━━━━━ Recorded information

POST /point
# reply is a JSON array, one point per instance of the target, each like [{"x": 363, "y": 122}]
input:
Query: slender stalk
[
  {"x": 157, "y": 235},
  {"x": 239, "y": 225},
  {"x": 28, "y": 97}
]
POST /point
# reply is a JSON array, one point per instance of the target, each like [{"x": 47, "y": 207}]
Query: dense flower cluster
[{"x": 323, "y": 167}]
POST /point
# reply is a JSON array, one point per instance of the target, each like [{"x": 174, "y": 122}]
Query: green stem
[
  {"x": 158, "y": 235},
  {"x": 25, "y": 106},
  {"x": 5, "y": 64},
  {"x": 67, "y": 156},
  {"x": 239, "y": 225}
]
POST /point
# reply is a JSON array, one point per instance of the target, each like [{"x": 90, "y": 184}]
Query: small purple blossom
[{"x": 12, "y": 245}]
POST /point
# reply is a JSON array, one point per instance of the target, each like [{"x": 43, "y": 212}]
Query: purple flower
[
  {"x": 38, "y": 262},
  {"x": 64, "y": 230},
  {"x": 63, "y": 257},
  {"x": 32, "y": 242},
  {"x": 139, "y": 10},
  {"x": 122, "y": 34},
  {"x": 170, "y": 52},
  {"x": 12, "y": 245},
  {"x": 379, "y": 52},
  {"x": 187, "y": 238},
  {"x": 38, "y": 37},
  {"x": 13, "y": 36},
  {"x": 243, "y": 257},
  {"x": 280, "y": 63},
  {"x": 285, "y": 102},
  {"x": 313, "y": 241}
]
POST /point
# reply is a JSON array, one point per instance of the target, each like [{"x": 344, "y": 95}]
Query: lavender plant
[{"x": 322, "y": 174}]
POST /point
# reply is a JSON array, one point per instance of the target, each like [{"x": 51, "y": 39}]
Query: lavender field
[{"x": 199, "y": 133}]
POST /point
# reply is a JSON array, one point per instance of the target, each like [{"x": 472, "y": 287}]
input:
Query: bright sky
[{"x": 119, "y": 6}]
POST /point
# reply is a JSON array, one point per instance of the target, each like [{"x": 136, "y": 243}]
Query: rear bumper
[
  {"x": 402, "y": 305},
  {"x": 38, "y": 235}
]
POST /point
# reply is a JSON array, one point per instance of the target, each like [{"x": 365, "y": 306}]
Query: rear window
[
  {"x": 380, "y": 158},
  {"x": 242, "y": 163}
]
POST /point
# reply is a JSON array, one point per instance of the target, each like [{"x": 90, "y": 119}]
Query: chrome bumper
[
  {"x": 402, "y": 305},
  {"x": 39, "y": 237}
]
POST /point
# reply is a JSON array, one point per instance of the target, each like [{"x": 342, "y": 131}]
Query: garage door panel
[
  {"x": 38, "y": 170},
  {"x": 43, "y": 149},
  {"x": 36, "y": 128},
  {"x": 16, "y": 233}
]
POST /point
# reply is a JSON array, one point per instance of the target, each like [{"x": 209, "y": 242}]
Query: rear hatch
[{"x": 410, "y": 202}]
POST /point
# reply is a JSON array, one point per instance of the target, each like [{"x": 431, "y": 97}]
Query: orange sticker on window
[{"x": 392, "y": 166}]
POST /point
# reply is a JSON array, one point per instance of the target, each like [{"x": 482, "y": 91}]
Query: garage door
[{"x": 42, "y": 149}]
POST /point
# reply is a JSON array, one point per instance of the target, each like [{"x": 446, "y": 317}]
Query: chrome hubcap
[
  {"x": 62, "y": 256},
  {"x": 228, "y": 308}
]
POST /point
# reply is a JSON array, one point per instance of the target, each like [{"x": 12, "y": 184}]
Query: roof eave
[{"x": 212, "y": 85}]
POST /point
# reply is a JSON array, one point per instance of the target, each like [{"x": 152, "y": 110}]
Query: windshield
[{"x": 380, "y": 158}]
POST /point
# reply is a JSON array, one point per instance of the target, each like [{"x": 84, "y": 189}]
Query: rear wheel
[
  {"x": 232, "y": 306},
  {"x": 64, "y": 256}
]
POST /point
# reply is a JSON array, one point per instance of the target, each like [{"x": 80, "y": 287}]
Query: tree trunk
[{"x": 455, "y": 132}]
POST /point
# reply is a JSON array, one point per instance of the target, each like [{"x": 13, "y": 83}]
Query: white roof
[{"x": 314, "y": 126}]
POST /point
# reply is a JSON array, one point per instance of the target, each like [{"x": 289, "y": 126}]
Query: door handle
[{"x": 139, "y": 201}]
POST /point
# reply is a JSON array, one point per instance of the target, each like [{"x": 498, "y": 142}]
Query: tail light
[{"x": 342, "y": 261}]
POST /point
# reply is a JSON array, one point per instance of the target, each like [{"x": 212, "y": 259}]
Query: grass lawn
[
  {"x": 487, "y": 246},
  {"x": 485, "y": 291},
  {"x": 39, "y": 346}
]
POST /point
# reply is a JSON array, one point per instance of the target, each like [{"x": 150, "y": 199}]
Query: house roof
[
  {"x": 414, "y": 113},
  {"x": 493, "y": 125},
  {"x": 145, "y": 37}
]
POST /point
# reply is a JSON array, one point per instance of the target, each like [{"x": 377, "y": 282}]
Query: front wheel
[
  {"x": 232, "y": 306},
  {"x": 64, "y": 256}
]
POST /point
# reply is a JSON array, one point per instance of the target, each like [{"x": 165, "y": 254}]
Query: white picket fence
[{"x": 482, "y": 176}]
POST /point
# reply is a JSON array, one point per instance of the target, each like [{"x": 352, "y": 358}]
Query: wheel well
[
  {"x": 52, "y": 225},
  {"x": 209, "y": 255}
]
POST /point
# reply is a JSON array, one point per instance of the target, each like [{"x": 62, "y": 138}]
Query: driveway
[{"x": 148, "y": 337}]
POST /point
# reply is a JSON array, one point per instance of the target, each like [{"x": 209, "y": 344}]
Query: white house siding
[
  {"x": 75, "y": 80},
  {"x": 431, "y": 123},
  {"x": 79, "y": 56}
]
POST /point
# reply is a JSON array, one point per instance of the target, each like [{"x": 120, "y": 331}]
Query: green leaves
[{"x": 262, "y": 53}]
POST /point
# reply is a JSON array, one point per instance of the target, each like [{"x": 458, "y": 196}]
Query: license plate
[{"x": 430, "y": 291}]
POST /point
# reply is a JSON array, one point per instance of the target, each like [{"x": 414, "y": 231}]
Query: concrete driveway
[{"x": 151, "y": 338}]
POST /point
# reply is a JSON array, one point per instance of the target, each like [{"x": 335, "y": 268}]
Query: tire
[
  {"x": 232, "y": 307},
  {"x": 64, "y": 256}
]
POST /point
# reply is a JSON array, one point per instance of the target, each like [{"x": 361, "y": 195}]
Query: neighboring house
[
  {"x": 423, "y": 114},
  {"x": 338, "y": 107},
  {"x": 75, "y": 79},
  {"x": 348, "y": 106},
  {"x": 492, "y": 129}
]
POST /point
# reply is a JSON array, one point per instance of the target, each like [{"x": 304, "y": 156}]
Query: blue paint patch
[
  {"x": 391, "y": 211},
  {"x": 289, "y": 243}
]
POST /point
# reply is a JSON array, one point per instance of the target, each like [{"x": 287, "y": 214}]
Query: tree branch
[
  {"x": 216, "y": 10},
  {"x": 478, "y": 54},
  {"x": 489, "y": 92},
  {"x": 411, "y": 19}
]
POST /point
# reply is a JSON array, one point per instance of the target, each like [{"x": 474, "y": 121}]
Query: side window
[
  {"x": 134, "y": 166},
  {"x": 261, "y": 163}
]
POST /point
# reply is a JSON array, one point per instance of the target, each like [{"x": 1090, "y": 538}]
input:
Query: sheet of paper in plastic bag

━━━━━━━━━━

** Assignment **
Return each line of the data exactly as written above.

** Completed task **
POST /point
# reply is a JSON array, one point per instance of the target, each like [{"x": 363, "y": 122}]
input:
Query: slender stalk
[
  {"x": 157, "y": 235},
  {"x": 239, "y": 225},
  {"x": 28, "y": 97}
]
POST /point
# reply is a JSON array, one point per instance of the target, each like [{"x": 47, "y": 207}]
Query: dense flower cluster
[{"x": 323, "y": 167}]
POST /point
# reply is a JSON array, one point per instance of the target, each like [{"x": 174, "y": 122}]
Query: green stem
[
  {"x": 158, "y": 235},
  {"x": 25, "y": 106},
  {"x": 5, "y": 64},
  {"x": 67, "y": 156},
  {"x": 239, "y": 225}
]
POST /point
# reply is a JSON array, one point per instance of the target, each like [{"x": 90, "y": 184}]
Query: small purple blossom
[{"x": 12, "y": 245}]
POST /point
# reply is a JSON array, one point per instance of the target, each like [{"x": 43, "y": 212}]
Query: purple flower
[
  {"x": 38, "y": 262},
  {"x": 64, "y": 230},
  {"x": 63, "y": 257},
  {"x": 32, "y": 242},
  {"x": 139, "y": 10},
  {"x": 122, "y": 34},
  {"x": 170, "y": 52},
  {"x": 12, "y": 245},
  {"x": 379, "y": 52},
  {"x": 187, "y": 238},
  {"x": 38, "y": 37},
  {"x": 13, "y": 36},
  {"x": 243, "y": 257},
  {"x": 280, "y": 63},
  {"x": 285, "y": 102},
  {"x": 313, "y": 241}
]
POST /point
# reply is a JSON array, one point per instance of the target, each like [{"x": 344, "y": 95}]
Query: lavender plant
[{"x": 322, "y": 174}]
POST /point
# reply is a JSON array, one point per instance of the target, each like [{"x": 51, "y": 39}]
Query: lavender field
[{"x": 199, "y": 133}]
POST /point
# reply is a JSON array, one point per instance of the target, each like [{"x": 472, "y": 287}]
input:
Query: bright sky
[{"x": 119, "y": 6}]
POST /point
# reply is a JSON array, one point per instance of the target, each like [{"x": 136, "y": 243}]
Query: rear bumper
[
  {"x": 402, "y": 305},
  {"x": 38, "y": 235}
]
POST /point
# reply is a JSON array, one point per instance of the target, each like [{"x": 365, "y": 306}]
Query: rear window
[
  {"x": 380, "y": 158},
  {"x": 242, "y": 163}
]
POST /point
# reply is a JSON array, one point per instance of the target, each like [{"x": 90, "y": 119}]
Query: chrome bumper
[
  {"x": 402, "y": 305},
  {"x": 39, "y": 237}
]
POST /point
# reply is a JSON array, one point per instance of the target, each like [{"x": 342, "y": 131}]
Query: garage door panel
[
  {"x": 38, "y": 170},
  {"x": 43, "y": 149},
  {"x": 36, "y": 128},
  {"x": 16, "y": 233}
]
POST /point
# reply is a JSON array, one point per instance of the target, each like [{"x": 209, "y": 242}]
Query: rear hatch
[{"x": 410, "y": 202}]
POST /point
# reply is a JSON array, one point per instance of the target, each like [{"x": 431, "y": 97}]
Query: orange sticker on window
[{"x": 392, "y": 166}]
POST /point
# reply is a JSON array, one point per instance of the target, each like [{"x": 482, "y": 91}]
Query: garage door
[{"x": 42, "y": 149}]
POST /point
# reply is a JSON array, one point per instance of the target, each like [{"x": 446, "y": 317}]
Query: chrome hubcap
[
  {"x": 62, "y": 256},
  {"x": 228, "y": 308}
]
POST /point
# reply is a JSON array, one point per instance of the target, each like [{"x": 12, "y": 184}]
Query: roof eave
[{"x": 212, "y": 85}]
POST /point
# reply is a JSON array, one point per instance of the target, each like [{"x": 152, "y": 110}]
Query: windshield
[{"x": 380, "y": 158}]
POST /point
# reply is a JSON array, one point per instance of the target, each like [{"x": 84, "y": 189}]
Query: rear wheel
[
  {"x": 232, "y": 306},
  {"x": 64, "y": 256}
]
POST /point
# reply is a JSON array, one point per instance of the target, each like [{"x": 80, "y": 287}]
Query: tree trunk
[{"x": 455, "y": 132}]
POST /point
# reply is a JSON array, one point per instance of the target, each like [{"x": 13, "y": 83}]
Query: white roof
[{"x": 314, "y": 126}]
POST /point
# reply is a JSON array, one point per instance of the target, each like [{"x": 289, "y": 126}]
Query: door handle
[{"x": 139, "y": 201}]
POST /point
# reply is a JSON array, one point per instance of the target, each like [{"x": 498, "y": 142}]
Query: tail light
[{"x": 342, "y": 261}]
POST /point
# reply is a JSON array, one point per instance of the target, each like [{"x": 212, "y": 259}]
Query: grass lawn
[
  {"x": 487, "y": 246},
  {"x": 485, "y": 291},
  {"x": 39, "y": 346}
]
POST /point
# reply is a JSON array, one point per instance of the target, each like [{"x": 150, "y": 199}]
Query: house roof
[
  {"x": 414, "y": 113},
  {"x": 493, "y": 125},
  {"x": 145, "y": 37}
]
POST /point
# reply is a JSON array, one point per instance of the target, each like [{"x": 377, "y": 282}]
Query: front wheel
[
  {"x": 232, "y": 306},
  {"x": 64, "y": 256}
]
POST /point
# reply is a JSON array, one point per instance of the target, each like [{"x": 165, "y": 254}]
Query: white picket fence
[{"x": 482, "y": 176}]
POST /point
# reply is a JSON array, one point per instance of the target, each like [{"x": 352, "y": 358}]
Query: wheel well
[
  {"x": 52, "y": 225},
  {"x": 209, "y": 255}
]
POST /point
# reply is a JSON array, one point per instance of the target, each like [{"x": 62, "y": 138}]
Query: driveway
[{"x": 148, "y": 337}]
POST /point
# reply is a JSON array, one point per instance of the target, each like [{"x": 209, "y": 344}]
Query: white house siding
[
  {"x": 75, "y": 80},
  {"x": 431, "y": 123},
  {"x": 79, "y": 56}
]
POST /point
# reply is a JSON array, one point per instance of the target, each like [{"x": 120, "y": 331}]
Query: green leaves
[{"x": 262, "y": 53}]
POST /point
# reply is a JSON array, one point per instance of the target, each like [{"x": 458, "y": 196}]
Query: license plate
[{"x": 430, "y": 291}]
POST /point
# reply is a JSON array, one point per instance of the target, each like [{"x": 414, "y": 231}]
Query: concrete driveway
[{"x": 151, "y": 338}]
POST /point
# reply is a JSON array, one point per instance of the target, each like [{"x": 335, "y": 268}]
Query: tire
[
  {"x": 232, "y": 307},
  {"x": 64, "y": 256}
]
POST /point
# reply is a JSON array, one point per instance of the target, each like [{"x": 361, "y": 195}]
Query: neighboring house
[
  {"x": 423, "y": 114},
  {"x": 338, "y": 107},
  {"x": 75, "y": 79},
  {"x": 348, "y": 106},
  {"x": 492, "y": 129}
]
POST /point
# reply is a JSON array, one point per instance of the target, each like [{"x": 304, "y": 156}]
Query: blue paint patch
[
  {"x": 391, "y": 211},
  {"x": 289, "y": 243}
]
POST /point
# reply is a JSON array, one point per instance of the target, each like [{"x": 287, "y": 214}]
Query: tree branch
[
  {"x": 216, "y": 10},
  {"x": 478, "y": 54},
  {"x": 489, "y": 92},
  {"x": 411, "y": 19}
]
POST /point
# reply is a JSON array, one point per instance of the target, each like [{"x": 474, "y": 121}]
Query: side window
[
  {"x": 134, "y": 166},
  {"x": 261, "y": 163}
]
POST /point
# reply is a JSON array, one point per instance of the target, each like [{"x": 1090, "y": 538}]
input:
Query: sheet of paper in plastic bag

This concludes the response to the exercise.